### WHAT YOU NEED TO DO
Can you quote the lines below exactly, starting at the line with "the green wheelie" and going through the last one?

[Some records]
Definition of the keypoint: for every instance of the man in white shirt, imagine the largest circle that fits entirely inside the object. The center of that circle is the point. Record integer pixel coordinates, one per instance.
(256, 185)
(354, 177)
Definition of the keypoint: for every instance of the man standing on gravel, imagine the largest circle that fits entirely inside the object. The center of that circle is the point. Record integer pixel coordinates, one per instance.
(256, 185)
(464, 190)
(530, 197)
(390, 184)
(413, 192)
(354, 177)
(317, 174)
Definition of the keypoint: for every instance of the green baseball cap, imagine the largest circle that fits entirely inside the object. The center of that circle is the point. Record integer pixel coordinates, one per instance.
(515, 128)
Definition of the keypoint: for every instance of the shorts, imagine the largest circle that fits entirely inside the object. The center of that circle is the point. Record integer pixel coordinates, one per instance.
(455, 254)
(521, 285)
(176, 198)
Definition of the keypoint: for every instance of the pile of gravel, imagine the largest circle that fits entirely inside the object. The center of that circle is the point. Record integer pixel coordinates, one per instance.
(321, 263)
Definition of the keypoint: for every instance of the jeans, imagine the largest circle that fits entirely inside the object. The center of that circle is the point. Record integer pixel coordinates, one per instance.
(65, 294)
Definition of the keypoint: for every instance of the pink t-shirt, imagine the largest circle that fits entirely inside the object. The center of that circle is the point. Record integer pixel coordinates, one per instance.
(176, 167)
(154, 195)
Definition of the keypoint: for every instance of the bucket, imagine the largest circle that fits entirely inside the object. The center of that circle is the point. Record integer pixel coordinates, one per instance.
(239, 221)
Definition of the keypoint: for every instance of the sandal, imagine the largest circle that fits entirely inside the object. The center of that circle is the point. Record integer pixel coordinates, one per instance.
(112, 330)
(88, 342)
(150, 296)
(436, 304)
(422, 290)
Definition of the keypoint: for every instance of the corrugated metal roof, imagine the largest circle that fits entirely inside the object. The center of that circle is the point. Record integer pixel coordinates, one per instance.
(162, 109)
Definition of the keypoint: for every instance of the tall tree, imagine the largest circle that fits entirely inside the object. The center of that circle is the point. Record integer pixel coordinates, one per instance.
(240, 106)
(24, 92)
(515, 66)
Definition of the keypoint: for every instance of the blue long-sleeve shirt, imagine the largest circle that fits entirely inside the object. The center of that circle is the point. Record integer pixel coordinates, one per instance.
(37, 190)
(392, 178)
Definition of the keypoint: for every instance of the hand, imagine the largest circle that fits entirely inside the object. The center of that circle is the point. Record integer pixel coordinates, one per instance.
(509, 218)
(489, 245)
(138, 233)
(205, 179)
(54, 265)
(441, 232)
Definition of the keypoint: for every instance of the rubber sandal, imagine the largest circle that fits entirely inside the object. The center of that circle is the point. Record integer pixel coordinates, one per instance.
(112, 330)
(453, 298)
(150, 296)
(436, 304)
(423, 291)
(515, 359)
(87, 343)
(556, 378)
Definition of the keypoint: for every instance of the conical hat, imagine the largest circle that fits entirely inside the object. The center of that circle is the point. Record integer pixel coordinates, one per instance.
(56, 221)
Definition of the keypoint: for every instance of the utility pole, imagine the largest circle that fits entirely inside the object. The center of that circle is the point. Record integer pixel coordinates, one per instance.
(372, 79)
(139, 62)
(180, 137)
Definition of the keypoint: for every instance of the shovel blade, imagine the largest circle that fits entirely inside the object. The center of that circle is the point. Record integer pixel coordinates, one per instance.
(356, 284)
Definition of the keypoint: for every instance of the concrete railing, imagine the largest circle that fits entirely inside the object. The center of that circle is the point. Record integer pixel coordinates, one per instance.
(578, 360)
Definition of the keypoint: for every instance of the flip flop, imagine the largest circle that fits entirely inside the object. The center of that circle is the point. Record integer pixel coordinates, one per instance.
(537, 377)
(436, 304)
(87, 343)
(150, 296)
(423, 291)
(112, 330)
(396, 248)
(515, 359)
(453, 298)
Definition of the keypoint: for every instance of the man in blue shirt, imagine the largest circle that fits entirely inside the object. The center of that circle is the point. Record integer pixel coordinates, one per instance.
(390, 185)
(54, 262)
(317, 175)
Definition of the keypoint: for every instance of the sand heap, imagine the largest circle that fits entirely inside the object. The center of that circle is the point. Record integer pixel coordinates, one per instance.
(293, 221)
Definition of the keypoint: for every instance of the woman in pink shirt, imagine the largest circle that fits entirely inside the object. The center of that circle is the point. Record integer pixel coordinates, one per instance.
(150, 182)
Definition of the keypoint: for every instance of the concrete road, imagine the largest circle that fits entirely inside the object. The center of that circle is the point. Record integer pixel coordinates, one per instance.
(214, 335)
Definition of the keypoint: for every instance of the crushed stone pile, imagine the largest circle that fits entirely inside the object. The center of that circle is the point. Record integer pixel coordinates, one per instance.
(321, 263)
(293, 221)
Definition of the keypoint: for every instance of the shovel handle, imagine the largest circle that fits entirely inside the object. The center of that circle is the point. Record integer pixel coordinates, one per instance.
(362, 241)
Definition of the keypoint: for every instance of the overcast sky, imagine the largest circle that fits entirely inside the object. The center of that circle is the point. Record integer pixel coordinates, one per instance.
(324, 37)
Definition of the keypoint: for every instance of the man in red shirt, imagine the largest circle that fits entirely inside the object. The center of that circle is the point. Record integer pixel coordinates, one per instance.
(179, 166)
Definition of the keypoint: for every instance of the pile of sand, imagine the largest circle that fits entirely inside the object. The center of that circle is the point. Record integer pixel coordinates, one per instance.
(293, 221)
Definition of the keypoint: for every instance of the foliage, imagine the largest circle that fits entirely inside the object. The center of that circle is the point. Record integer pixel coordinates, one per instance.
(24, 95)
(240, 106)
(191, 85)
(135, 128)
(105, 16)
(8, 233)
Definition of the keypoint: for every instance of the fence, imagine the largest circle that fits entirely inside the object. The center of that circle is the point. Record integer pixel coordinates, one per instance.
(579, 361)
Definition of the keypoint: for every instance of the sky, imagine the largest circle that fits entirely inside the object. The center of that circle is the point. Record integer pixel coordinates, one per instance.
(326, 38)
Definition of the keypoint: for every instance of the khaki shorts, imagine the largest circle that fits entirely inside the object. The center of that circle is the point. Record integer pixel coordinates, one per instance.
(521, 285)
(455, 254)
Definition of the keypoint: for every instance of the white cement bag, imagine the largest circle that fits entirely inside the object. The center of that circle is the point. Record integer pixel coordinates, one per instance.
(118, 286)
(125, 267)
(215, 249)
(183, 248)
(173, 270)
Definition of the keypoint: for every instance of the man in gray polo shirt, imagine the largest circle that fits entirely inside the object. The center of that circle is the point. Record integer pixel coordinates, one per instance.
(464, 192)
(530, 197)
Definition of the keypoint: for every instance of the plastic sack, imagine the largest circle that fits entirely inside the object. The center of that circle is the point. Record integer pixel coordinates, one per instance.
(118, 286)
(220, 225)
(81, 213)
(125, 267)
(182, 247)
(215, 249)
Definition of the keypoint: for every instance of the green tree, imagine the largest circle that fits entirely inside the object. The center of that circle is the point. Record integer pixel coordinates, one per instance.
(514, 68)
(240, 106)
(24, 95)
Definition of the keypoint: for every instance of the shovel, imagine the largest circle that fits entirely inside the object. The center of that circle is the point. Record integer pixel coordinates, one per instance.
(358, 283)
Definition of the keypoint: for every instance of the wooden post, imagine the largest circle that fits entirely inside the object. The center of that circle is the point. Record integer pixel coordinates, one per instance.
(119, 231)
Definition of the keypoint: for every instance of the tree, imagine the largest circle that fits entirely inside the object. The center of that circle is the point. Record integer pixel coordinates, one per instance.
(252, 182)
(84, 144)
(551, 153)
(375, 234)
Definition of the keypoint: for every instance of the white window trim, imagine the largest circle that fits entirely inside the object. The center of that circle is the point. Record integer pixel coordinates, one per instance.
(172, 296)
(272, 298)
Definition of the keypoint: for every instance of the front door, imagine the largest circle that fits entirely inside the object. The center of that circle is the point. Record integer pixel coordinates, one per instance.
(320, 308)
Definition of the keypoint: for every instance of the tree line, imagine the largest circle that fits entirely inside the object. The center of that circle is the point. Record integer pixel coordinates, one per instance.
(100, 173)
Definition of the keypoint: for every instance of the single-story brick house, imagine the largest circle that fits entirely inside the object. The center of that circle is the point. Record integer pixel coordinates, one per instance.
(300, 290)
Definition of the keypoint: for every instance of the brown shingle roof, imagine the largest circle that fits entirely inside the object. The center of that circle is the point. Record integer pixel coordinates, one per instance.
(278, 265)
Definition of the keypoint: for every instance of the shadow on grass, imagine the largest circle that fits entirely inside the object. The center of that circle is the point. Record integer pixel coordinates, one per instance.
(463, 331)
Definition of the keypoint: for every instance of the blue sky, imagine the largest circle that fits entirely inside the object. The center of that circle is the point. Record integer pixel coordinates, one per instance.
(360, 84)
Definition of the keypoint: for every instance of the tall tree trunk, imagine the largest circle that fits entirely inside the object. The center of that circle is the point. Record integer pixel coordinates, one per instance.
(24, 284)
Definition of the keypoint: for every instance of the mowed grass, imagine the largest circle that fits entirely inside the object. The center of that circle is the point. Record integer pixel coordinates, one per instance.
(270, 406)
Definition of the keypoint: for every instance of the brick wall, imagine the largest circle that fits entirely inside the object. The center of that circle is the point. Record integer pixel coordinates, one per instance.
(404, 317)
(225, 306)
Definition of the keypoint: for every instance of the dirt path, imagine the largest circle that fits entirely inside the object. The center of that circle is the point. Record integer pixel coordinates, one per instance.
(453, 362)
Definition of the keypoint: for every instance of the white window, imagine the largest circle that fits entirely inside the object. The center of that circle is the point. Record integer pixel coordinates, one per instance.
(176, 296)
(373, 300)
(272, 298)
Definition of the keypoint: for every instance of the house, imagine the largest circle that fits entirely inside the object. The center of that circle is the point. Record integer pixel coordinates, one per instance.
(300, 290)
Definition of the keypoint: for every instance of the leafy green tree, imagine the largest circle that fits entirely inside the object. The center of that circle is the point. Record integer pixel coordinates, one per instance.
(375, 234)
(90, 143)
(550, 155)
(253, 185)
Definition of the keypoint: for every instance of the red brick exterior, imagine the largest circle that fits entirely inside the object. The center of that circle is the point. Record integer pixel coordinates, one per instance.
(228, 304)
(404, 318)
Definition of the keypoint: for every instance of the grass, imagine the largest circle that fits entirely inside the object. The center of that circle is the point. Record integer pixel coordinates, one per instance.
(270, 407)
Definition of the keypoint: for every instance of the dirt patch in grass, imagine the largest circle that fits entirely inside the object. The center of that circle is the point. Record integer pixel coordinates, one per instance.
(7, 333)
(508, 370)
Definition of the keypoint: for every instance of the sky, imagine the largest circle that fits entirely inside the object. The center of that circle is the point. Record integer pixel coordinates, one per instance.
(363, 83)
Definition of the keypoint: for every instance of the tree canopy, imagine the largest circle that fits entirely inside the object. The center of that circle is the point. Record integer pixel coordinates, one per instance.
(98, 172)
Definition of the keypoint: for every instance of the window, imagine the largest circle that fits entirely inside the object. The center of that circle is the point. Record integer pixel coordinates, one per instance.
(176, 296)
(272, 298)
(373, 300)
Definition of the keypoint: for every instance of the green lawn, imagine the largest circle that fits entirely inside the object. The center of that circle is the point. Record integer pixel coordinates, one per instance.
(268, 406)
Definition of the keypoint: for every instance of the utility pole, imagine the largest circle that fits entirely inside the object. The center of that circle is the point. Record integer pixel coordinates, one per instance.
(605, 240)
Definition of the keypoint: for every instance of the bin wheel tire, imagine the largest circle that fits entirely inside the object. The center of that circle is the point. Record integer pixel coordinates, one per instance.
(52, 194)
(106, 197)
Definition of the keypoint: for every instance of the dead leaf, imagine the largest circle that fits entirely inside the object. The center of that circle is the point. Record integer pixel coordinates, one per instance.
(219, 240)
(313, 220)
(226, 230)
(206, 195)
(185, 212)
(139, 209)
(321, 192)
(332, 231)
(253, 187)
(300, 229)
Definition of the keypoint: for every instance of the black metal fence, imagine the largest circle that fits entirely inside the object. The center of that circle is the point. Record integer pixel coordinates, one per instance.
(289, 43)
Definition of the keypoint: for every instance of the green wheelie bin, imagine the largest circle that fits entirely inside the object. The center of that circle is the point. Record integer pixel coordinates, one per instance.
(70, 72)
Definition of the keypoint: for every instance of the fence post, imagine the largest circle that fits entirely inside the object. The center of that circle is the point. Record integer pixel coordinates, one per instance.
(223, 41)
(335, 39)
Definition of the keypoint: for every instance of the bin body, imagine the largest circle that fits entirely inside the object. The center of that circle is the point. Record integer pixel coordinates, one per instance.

### ANSWER FOR THE TASK
Definition of the keypoint: for every instance of the green wheelie bin, imagine the largest circle that fits entirely inside the object. The center of that circle is the point. Record integer pixel coordinates, one per instance.
(70, 72)
Definition of the keypoint: for every instance of the fence post, imagine the largest circle that fits entirely inside the object. The center of that circle is the point. Record integer pixel coordinates, one per instance.
(223, 41)
(335, 39)
Definition of the keypoint: for every instance of the bin body, imagine the largest circle that fits entirely inside the object. The center of that circle is the point. Record integer pixel coordinates, one per instance.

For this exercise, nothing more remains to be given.